# Stated task
Repeat the material exactly, every line of it.

# Stored data
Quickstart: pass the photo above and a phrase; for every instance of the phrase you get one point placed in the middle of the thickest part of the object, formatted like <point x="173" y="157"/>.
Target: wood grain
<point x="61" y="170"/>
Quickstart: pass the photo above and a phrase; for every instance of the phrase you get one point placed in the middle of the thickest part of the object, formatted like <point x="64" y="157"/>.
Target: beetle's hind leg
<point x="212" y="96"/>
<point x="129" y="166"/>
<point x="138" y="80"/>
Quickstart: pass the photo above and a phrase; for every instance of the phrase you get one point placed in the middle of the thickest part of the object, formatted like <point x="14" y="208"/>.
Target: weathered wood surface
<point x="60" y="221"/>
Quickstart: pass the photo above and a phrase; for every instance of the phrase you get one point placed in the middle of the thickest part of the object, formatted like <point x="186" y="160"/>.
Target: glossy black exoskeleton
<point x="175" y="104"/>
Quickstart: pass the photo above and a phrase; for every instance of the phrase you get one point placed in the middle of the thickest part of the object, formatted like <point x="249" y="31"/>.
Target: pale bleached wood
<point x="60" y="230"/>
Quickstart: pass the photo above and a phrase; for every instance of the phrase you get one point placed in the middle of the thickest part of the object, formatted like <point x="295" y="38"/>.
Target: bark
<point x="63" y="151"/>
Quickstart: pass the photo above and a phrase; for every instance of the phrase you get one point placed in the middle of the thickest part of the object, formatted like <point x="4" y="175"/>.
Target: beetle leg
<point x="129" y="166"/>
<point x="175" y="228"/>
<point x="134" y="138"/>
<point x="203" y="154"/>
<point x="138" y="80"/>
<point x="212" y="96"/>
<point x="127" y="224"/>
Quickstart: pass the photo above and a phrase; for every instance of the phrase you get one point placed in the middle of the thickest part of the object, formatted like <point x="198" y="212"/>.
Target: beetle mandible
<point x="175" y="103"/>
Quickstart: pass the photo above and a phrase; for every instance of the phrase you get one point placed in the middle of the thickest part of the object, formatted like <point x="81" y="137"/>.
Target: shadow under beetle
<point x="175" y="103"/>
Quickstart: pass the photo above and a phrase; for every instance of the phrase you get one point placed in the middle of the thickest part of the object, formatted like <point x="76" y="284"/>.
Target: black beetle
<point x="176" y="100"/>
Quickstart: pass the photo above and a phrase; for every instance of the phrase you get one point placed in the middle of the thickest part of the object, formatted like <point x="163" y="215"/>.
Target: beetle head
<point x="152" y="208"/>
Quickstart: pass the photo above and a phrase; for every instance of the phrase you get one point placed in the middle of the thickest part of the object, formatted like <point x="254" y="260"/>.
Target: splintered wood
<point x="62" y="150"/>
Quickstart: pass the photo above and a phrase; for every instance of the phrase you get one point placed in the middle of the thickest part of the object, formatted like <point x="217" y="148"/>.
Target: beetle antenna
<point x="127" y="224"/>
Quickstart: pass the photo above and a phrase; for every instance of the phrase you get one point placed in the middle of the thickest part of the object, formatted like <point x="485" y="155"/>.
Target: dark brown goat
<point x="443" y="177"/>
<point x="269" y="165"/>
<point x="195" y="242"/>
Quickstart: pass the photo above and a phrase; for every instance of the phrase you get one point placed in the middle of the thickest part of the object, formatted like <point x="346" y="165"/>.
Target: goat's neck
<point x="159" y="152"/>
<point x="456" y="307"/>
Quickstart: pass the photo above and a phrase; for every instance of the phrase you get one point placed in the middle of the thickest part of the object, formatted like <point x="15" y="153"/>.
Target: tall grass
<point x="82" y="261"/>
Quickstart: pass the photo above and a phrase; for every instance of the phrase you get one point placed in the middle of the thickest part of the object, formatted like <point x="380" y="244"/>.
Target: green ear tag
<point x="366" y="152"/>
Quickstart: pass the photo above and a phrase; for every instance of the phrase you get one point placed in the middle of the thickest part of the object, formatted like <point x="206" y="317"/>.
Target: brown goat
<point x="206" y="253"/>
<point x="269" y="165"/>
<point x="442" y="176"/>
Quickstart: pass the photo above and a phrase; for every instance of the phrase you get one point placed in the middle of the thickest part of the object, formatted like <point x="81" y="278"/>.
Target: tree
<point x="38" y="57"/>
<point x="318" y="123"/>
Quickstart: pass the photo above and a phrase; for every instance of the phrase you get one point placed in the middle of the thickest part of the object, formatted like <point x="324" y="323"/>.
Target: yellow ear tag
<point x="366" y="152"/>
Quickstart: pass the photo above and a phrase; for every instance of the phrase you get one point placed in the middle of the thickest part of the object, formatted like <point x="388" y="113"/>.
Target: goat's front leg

# Exercise output
Quickstart: pass the photo above and a phrase; for every instance of the phrase you get one point placed in the middle of the thickest part of the object, formatted like <point x="173" y="157"/>.
Target: wood grain
<point x="61" y="170"/>
Quickstart: pass the photo above and a phrase; for every instance of the phrase you get one point placed in the middle of the thickest part of the object, formatted like <point x="64" y="157"/>.
Target: beetle's hind leg
<point x="212" y="96"/>
<point x="129" y="166"/>
<point x="138" y="80"/>
Quickstart: pass the photo above and a phrase; for every instance of the phrase you get one point placed in the middle of the thickest part of the object, formatted like <point x="14" y="208"/>.
Target: weathered wood surface
<point x="60" y="221"/>
Quickstart: pass the photo above and a phrase; for every instance of the phrase you get one point placed in the middle of the thickest part of the object, formatted like <point x="186" y="160"/>.
Target: glossy black exoskeleton
<point x="175" y="104"/>
Quickstart: pass the photo above and a phrase; for every instance of the phrase you get one point placed in the middle of the thickest part of the object, formatted like <point x="249" y="31"/>.
Target: pale bleached wood
<point x="60" y="230"/>
Quickstart: pass the photo above and a phrase; for every instance of the phrase you get one point placed in the middle of the thickest part of the object, formatted like <point x="295" y="38"/>.
Target: bark
<point x="63" y="151"/>
Quickstart: pass the photo above and a phrase; for every instance of the phrase you get one point placed in the middle of the thickest part of the object, formatted like <point x="4" y="175"/>.
Target: beetle leg
<point x="129" y="166"/>
<point x="175" y="228"/>
<point x="134" y="138"/>
<point x="203" y="154"/>
<point x="138" y="80"/>
<point x="212" y="96"/>
<point x="127" y="224"/>
Quickstart: pass the photo above and a phrase; for every instance of the phrase you get one point placed in the middle of the thickest part of the object, formatted like <point x="198" y="212"/>.
Target: beetle mandible
<point x="175" y="103"/>
Quickstart: pass the photo above and a phrase; for every instance of the phrase you get one point placed in the middle of the thickest part of the object, formatted like <point x="81" y="137"/>.
Target: shadow under beetle
<point x="175" y="103"/>
Quickstart: pass the photo above and a phrase; for every instance of the phrase you get one point placed in the middle of the thickest part of the object, formatted like <point x="76" y="284"/>.
Target: black beetle
<point x="176" y="100"/>
Quickstart: pass the photo above and a phrase; for every instance of the phrase you get one point placed in the middle of the thickest part of the object, formatted like <point x="163" y="215"/>.
Target: beetle head
<point x="152" y="208"/>
Quickstart: pass the photo above and a phrase; for every instance of the phrase you get one point placed in the middle of the thickest part of the object, formatted like <point x="254" y="260"/>.
Target: splintered wood
<point x="62" y="150"/>
Quickstart: pass the photo above and a phrase; for every instance of the phrase you get one point placed in the middle of the thickest part of the object, formatted like <point x="217" y="148"/>.
Target: beetle antenna
<point x="127" y="224"/>
Quickstart: pass the photo above and a phrase; for every instance of the phrase you get one point placed in the middle of the thickest part of the object, formatted like <point x="485" y="155"/>.
Target: dark brown goat
<point x="443" y="177"/>
<point x="269" y="165"/>
<point x="195" y="242"/>
Quickstart: pass the photo above and a phrase; for every instance of the phrase you get one point placed in the middle of the thickest part of the object, formatted like <point x="346" y="165"/>.
Target: goat's neck
<point x="159" y="152"/>
<point x="456" y="307"/>
Quickstart: pass the photo above and a phrase; for every instance of the phrase you get one point placed in the middle of the thickest part of the object, formatted like <point x="15" y="153"/>.
Target: tall grass
<point x="82" y="261"/>
Quickstart: pass the photo above and a phrase; for every instance of the phrase you get one point placed in the middle of the thickest part of the object, formatted like <point x="380" y="244"/>.
Target: green ear tag
<point x="366" y="152"/>
Quickstart: pass the photo above and a phrase; for every instance of the phrase you get one point placed in the middle of the thickest part of the object, formatted like <point x="206" y="317"/>.
Target: brown goat
<point x="206" y="253"/>
<point x="269" y="165"/>
<point x="442" y="176"/>
Quickstart: pass the photo above and a phrase; for every instance of the phrase you get one point placed in the middle of the thickest part of the object, formatted like <point x="81" y="278"/>.
Target: tree
<point x="38" y="57"/>
<point x="318" y="123"/>
Quickstart: pass the photo above and a phrase; for every instance of the phrase you get one point placed in the middle of the thickest part of the object, formatted like <point x="324" y="323"/>.
Target: yellow ear tag
<point x="366" y="152"/>
Quickstart: pass the photo above and a phrase; for every instance of the phrase you get one point placed in the middle of the thickest part of the object, formatted like <point x="388" y="113"/>.
Target: goat's front leg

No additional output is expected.